WHAT THE TASK ASKS:
Please quote every one of the following lines word for word.

STORED ROWS:

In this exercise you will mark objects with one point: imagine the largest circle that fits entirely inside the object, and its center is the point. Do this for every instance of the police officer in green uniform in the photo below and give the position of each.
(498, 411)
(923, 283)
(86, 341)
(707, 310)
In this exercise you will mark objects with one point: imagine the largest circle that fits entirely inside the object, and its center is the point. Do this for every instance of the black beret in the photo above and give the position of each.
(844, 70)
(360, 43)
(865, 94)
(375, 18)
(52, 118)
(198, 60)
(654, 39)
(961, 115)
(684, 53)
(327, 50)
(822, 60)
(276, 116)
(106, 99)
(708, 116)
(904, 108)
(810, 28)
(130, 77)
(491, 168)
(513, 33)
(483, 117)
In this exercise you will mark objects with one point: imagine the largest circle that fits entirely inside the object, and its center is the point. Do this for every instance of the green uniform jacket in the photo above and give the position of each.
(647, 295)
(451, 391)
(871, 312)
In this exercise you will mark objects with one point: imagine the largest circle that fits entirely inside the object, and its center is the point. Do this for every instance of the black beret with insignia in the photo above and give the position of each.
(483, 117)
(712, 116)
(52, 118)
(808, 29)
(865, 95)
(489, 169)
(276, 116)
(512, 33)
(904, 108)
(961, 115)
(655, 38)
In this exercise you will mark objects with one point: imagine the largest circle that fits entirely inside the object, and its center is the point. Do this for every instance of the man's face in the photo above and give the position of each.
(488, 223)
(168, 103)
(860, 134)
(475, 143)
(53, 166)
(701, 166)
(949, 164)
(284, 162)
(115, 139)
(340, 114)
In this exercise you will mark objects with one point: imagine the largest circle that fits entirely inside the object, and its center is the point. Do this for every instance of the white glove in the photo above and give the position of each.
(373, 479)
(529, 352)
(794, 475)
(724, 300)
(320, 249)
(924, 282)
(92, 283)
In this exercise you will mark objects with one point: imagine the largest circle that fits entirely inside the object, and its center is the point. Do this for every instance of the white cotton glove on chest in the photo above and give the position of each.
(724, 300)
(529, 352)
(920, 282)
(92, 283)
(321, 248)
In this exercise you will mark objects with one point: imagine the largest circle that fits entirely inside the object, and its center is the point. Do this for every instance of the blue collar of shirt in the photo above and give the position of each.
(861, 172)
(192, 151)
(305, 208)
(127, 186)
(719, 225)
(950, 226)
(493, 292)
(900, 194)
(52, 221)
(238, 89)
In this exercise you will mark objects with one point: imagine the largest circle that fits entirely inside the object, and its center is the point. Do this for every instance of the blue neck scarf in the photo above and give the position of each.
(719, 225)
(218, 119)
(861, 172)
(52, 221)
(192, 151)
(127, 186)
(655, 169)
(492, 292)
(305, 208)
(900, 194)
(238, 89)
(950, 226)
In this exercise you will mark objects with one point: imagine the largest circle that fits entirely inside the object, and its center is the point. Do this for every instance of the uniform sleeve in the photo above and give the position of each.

WRITTEN ANSWER:
In this exercise you will mark objects with one point: imagine the largest circle that fits entirely inside the object, and its center is the point. Do this for every instance of the police officer in green uniform in the photo below and give the position of each.
(498, 411)
(923, 283)
(86, 341)
(707, 310)
In this exercise you will mark objects with one point: imagine the largest circle that fits entirely inside the object, and its center is the point. Do this for every instance of the black beret in the photo above and give the position of each.
(844, 70)
(360, 43)
(865, 94)
(375, 18)
(52, 118)
(198, 60)
(654, 39)
(961, 115)
(684, 53)
(327, 50)
(822, 60)
(276, 116)
(106, 99)
(708, 116)
(904, 108)
(810, 28)
(130, 77)
(491, 168)
(513, 33)
(483, 117)
In this exercise you will mark objects with one point: imagine the largest circle that fits entirely inside the object, and its center is the point. Do this for every instance of the green uniform jacket in the photo above and give the position of each.
(647, 295)
(451, 391)
(871, 312)
In this exercise you will mark objects with one point: imagine the largest circle that fits entirely inside the object, and its center is the point. Do this for every instance of the black beret with insignia in the photo above and give the position of each.
(483, 117)
(712, 116)
(52, 118)
(808, 29)
(865, 95)
(489, 169)
(276, 116)
(512, 33)
(904, 108)
(961, 115)
(655, 38)
In this exercise you will mark objects with one point: imagine the largest circle that fits entirely inside the object, and its center is the point. Do this for every instance of the man's face in the photo above and give the position of each.
(488, 223)
(168, 103)
(860, 134)
(475, 143)
(53, 166)
(701, 166)
(949, 164)
(284, 162)
(115, 139)
(340, 114)
In this exercise you will mark objects with one point: imagine the largest circle that fits entirely inside the object, and its center is the point. Do this for every instance of the white glove in the photo above and give the position of each.
(373, 479)
(529, 352)
(794, 475)
(724, 300)
(320, 249)
(924, 282)
(92, 283)
In this exercise you will mark objects with one point: imagine the largest circle that fits entirely inside the object, and its center is the point. Do this for every instance of the white cotton glove on chest in the photo above and give the position of each.
(724, 300)
(529, 352)
(920, 282)
(92, 283)
(321, 248)
In this exercise you will mark objects with one point: imagine the largest circle that fits entirely inside the object, and its center is the point. Do this for every instance of the blue collar of shirt in the photo above and give the position of each.
(861, 172)
(192, 151)
(305, 208)
(127, 186)
(719, 225)
(950, 226)
(493, 292)
(900, 194)
(52, 221)
(238, 89)
In this exercise you will mark objects with one point: imagine the largest circle that fits entirely inside the object, and its center is the point. Do this for every instance of the blue neck scarf in the photo above and give the position of each.
(719, 225)
(218, 119)
(861, 172)
(52, 221)
(192, 151)
(127, 186)
(655, 169)
(492, 292)
(305, 208)
(900, 194)
(238, 89)
(950, 226)
In this exercise you will mark objects with one point: imagine the largest circle that fits entirely inside the object, and its center is the point. Do this for every instance of the uniform sleeve in the photo above and give the position of each.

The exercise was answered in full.